→ Given instruction: Rewrite the material below as a numbered list, leaving out any blank lines.
-- start of Data listing --
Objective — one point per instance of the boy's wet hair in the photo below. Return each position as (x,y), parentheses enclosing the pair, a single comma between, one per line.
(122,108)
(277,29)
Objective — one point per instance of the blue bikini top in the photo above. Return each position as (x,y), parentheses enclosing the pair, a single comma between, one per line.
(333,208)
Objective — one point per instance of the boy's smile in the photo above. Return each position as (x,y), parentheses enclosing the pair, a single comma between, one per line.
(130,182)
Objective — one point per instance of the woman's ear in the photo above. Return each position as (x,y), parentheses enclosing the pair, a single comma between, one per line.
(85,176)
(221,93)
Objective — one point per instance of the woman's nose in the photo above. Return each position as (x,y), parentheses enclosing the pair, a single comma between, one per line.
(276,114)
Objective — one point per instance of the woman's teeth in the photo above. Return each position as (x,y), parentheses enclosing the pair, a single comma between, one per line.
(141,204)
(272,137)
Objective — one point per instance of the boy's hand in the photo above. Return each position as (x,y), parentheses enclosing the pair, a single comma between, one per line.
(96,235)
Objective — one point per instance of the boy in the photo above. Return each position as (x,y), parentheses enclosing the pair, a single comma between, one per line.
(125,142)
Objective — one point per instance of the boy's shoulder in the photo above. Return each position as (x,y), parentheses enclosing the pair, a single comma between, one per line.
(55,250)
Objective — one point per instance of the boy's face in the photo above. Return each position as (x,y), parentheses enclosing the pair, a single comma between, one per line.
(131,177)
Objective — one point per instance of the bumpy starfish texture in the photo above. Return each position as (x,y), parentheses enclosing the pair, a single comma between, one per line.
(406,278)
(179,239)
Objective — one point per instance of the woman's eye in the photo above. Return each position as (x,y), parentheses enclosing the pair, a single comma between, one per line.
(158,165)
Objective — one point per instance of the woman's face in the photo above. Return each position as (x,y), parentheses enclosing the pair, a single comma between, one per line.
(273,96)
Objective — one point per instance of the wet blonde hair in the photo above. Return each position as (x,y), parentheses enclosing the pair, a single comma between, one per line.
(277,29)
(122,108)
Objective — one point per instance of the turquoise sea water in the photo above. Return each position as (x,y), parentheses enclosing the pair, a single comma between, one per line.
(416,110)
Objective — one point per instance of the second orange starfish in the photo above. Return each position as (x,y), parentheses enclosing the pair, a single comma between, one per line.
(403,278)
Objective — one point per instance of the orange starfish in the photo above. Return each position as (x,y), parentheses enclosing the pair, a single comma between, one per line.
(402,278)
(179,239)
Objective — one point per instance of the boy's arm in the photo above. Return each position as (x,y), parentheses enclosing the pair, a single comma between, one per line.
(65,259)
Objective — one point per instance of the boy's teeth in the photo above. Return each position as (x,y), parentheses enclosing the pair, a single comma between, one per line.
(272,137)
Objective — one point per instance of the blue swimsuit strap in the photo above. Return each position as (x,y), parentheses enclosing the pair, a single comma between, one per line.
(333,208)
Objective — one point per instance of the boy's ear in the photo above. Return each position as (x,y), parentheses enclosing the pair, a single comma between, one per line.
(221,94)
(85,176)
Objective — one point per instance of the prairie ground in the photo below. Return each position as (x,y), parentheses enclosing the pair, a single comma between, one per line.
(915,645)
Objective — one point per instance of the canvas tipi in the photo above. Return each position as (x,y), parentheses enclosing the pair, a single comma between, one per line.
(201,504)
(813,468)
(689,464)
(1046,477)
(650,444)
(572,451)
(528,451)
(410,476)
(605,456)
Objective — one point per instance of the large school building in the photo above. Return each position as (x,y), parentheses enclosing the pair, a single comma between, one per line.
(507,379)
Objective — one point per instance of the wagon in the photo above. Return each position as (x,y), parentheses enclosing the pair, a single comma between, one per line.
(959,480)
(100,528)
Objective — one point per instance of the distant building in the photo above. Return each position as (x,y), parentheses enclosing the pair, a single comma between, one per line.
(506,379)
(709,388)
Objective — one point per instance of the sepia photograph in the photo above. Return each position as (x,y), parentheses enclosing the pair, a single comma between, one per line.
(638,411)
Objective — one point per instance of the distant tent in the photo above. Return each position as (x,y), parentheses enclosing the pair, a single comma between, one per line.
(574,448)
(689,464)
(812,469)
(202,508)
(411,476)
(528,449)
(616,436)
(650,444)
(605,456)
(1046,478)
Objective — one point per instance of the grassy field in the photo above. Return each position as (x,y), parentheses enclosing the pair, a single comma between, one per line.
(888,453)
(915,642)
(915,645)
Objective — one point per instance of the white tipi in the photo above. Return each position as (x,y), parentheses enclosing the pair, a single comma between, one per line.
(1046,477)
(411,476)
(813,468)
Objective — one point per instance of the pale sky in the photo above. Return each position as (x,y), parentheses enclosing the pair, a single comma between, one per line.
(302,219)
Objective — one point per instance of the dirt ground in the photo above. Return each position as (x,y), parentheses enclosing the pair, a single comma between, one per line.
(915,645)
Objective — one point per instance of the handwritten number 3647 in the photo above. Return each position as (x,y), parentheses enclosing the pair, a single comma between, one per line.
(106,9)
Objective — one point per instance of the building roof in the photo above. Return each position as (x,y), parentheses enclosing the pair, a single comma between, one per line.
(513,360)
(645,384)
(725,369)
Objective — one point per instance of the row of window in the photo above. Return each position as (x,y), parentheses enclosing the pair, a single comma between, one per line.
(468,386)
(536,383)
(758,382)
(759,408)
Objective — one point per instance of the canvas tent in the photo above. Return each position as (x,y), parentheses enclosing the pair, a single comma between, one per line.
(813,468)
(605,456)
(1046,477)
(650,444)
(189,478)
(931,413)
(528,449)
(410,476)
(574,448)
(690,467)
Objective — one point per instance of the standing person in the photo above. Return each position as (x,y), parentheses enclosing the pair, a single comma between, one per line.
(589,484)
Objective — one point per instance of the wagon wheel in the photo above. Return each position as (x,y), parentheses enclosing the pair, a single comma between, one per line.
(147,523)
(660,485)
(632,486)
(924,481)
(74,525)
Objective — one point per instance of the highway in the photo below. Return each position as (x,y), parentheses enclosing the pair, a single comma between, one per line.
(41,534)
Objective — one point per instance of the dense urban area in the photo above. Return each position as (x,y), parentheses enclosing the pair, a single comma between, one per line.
-- end of Data listing --
→ Written answer:
1. Objective — one point per instance of the boy's wet hair in the photo below. Return each position as (x,y), parentheses enclosing the pair, a single comma between, one per line.
2. (122,108)
3. (277,29)
4. Objective — one point per instance of the blue bikini top in the photo above. Return each position as (x,y), parentheses enclosing the pair, a single comma between, one per line.
5. (333,208)
6. Objective — one point per instance of the boy's smile in the photo above. Return each position as (x,y), parentheses enclosing the pair, a single comma between, one per line.
7. (130,182)
8. Objective — one point per instance of the woman's ear in the photo above. Return each position as (x,y), parentheses enclosing the pair, a single comma between, one per line.
9. (85,176)
10. (221,93)
11. Objective — one point per instance of the woman's nose in the photo above. Return each position as (x,y), parentheses enclosing the pair, a single comma between, one per line.
12. (276,114)
13. Objective — one point per instance of the woman's teeth in the photo above. Return each position as (x,y), parentheses enclosing the pair, a single comma between, one per line.
14. (141,204)
15. (272,137)
16. Objective — one point per instance of the boy's hand in the photo above. Return each position as (x,y), parentheses enclosing the pair, a single comma between, one per line.
17. (96,235)
18. Objective — one point per instance of the boy in the photo above. Return each position as (x,y), parentheses enclosing the pair, a single comma between, one per line.
19. (125,142)
20. Objective — one point per instance of the boy's shoulder in the photo above. Return each position as (x,y), parentheses enclosing the pair, a single comma between, one per line.
21. (55,250)
22. Objective — one point per instance of the boy's face in the photo above. Return each position as (x,y), parentheses enclosing the pair, a single comma between, one per line.
23. (131,177)
24. Objective — one point per instance of the bumpy starfish texture in the photo above. Return each position as (x,y), parentheses enclosing the pair, a single comma between, one per line.
25. (406,278)
26. (179,239)
27. Objective — one point per instance of the woman's eye in the photo above. Return each position as (x,y), parentheses enclosing the pair, a single comma between, one per line.
28. (158,165)
29. Objective — one point per instance of the woman's face in the photo above. Return each position as (x,y), parentheses enclosing the pair, a single comma between, one per line.
30. (273,96)
31. Objective — one point per instance of the wet blonde hair in the photo above. Return each position as (x,y), parentheses enclosing the pair, a single comma between, one per line.
32. (277,29)
33. (122,108)
34. Objective — one point per instance of the turquoise sea water in the photo above. Return each position as (x,y), parentheses enclosing the pair, a single comma between, one per line.
35. (416,110)
36. Objective — one point per instance of the second orange starfish in the photo above. Return each position as (x,y), parentheses enclosing the pair, a single comma between, one per line.
37. (403,278)
38. Objective — one point per instance of the orange starfish in the photo above. Return each position as (x,y), parentheses enclosing the pair, a single comma between, one per line.
39. (402,278)
40. (179,239)
41. Objective — one point per instance of the boy's arm in the photo above. Return each position as (x,y), parentheses enclosing the pair, a single comma between, one per line.
42. (65,259)
43. Objective — one point per instance of the boy's teeth in the photo above. Return each position as (x,y), parentheses enclosing the pair, a single comma between, one per line.
44. (272,137)
45. Objective — one point per instance of the blue swimsuit strap in the photo above. Return each position as (x,y), parentheses enclosing the pair, a single comma between, one per line.
46. (333,208)
47. Objective — one point per instance of the boy's ear in the photo above. Return each position as (x,y), parentheses enclosing the pair, a single comma between, one per line.
48. (221,94)
49. (85,176)
50. Objective — one point per instance of the prairie ground in the photo below. Return each position as (x,y), parentheses enclosing the pair, a single comma between, one per line.
51. (915,645)
52. Objective — one point per instance of the canvas tipi in the photo above. Return each position as (x,y), parentheses enclosing the pair, a single comma between, one per line.
53. (201,504)
54. (813,468)
55. (689,464)
56. (1046,477)
57. (650,444)
58. (572,451)
59. (528,451)
60. (410,476)
61. (605,456)
62. Objective — one point per instance of the large school building in the photo above. Return each position as (x,y), parentheses enclosing the pair, a single comma between, one per line.
63. (507,379)
64. Objective — one point per instance of the wagon in the photo above. Return each position as (x,y), parentheses enclosing the pair, a single comma between, one per line.
65. (959,480)
66. (100,528)
67. Objective — one point per instance of the distant building in the photo above. Return each position as (x,y), parentheses enclosing the pair, a single comma between, one per line.
68. (506,379)
69. (709,388)
70. Objective — one point per instance of the sepia photograph in the photo above. Return each position as (x,y), parentheses enclosing the pair, a single comma between, one per line.
71. (638,411)
72. Objective — one point per instance of the distant tent in the photo above. Return each position as (x,y), parentheses enclosing the pair, a single comma between, one per line.
73. (574,448)
74. (689,464)
75. (812,469)
76. (202,508)
77. (411,476)
78. (528,449)
79. (616,436)
80. (650,444)
81. (605,456)
82. (1046,478)
83. Objective — one point per instance of the grassy field in the photo above. Return each position as (x,y), parentheses enclosing the pair, a single comma between, one per line.
84. (888,453)
85. (915,642)
86. (915,645)
87. Objective — one point per instance of the white tipi in the photo above. Return each position as (x,y), parentheses enclosing the pair, a single comma between, one per line.
88. (1046,477)
89. (411,476)
90. (813,468)
91. Objective — one point per instance of the pale sky in the photo above. Return each position as (x,y), parentheses enclosing the pair, a single comma between, one per line.
92. (302,219)
93. Objective — one point per instance of the dirt ground in the photo above. Return each position as (x,y), parentheses enclosing the pair, a single comma between, one per line.
94. (915,645)
95. Objective — one point per instance of the handwritten number 3647 in the photo above. Return each position as (x,y), parentheses enclosing the pair, a single comma between, one per line.
96. (106,9)
97. Objective — one point per instance of the building roof in the photo above. Return each position as (x,y), parentheses enclosing the pair, a single comma between, one per line.
98. (513,360)
99. (645,384)
100. (725,369)
101. Objective — one point per instance of the row of window in the photo above. Return each position as (x,y), parentheses enclosing the pair, a single comma between, one per line.
102. (468,386)
103. (536,383)
104. (758,382)
105. (759,408)
106. Objective — one point per instance of the canvas tent in the photo above. Return each position as (x,y), parentheses enclosing the pair, a single comma between, one per line.
107. (813,468)
108. (605,456)
109. (1046,477)
110. (650,444)
111. (189,478)
112. (931,413)
113. (528,449)
114. (410,476)
115. (574,448)
116. (690,467)
117. Objective — one point per instance of the standing person in the photo above. Return each position as (x,y), parentheses enclosing the pair, a single comma between, one per line.
118. (589,484)
119. Objective — one point per instance of the wagon wheel in the photo above. Return each position as (x,y), parentheses enclosing the pair, a single comma between, one per line.
120. (147,523)
121. (660,485)
122. (632,486)
123. (924,481)
124. (74,525)
125. Objective — one point per instance of the highway in the photo below. Return each position as (x,y), parentheses enclosing the pair, a single comma between, one per line.
126. (41,534)
127. Objective — one point per instance of the dense urban area in the photo above. Return each position as (x,y), parentheses enclosing the pair, a single comma between, one per line.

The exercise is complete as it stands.